>> begin EXCERPTED DATA

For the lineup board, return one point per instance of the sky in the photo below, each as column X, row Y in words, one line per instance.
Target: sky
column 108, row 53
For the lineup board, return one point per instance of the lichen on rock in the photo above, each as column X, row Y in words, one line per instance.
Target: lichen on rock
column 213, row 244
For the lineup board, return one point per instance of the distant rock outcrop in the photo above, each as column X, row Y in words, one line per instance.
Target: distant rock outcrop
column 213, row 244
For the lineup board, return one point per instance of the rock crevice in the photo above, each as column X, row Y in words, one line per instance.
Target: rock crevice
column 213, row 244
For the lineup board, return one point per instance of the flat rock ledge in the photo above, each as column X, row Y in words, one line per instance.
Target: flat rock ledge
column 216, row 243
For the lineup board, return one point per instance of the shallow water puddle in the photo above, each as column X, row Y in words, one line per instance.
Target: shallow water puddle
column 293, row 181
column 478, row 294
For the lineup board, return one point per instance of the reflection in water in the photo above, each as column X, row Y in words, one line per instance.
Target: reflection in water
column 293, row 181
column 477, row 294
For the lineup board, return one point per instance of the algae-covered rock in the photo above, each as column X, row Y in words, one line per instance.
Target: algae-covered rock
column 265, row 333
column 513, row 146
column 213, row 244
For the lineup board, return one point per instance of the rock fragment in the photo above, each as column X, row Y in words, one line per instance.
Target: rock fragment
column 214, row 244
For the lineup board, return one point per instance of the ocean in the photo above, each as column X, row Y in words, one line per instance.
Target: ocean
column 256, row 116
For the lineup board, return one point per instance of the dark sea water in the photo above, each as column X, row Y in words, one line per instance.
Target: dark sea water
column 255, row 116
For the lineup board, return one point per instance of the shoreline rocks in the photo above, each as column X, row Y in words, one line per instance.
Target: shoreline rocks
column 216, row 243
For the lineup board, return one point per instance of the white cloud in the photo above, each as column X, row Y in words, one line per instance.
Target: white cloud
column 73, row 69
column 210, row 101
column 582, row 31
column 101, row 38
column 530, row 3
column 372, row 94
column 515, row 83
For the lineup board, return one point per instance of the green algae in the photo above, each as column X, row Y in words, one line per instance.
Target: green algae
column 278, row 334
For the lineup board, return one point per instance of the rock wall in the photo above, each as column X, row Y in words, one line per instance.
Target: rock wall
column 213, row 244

>> end EXCERPTED DATA

→ **BRIEF**:
Please update the items starting at the very first one and ending at the line containing "column 477, row 294", inclusive, replacing "lineup board" with "review board" and leaving everything else unchanged.

→ **FULL OUTPUT**:
For the review board, return one point per instance of the sky in the photo below, each as column X, row Y in words, one line per instance.
Target: sky
column 108, row 53
For the review board, return one point per instance of the lichen on rock in the photo above, each as column X, row Y in words, one line per instance.
Target: lichen on rock
column 213, row 244
For the review board, return one point per instance of the distant rock outcrop in the photo above, each as column X, row Y in words, one line per instance.
Target: distant rock outcrop
column 213, row 244
For the review board, return one point per instance of the rock crevice in the photo above, each as column X, row Y in words, one line per instance.
Target: rock crevice
column 213, row 244
For the review board, return one point per instance of the flat rock ledge in the photo above, each as column X, row Y in words, one line per instance.
Target: flat rock ledge
column 216, row 243
For the review board, return one point per instance of the shallow water puddle in the photo above, each as column X, row Y in words, one line per instance.
Target: shallow water puddle
column 293, row 181
column 478, row 294
For the review board, return one point per instance of the reflection in water in the photo above, each as column X, row Y in words, one line per instance.
Target: reflection in water
column 293, row 181
column 477, row 294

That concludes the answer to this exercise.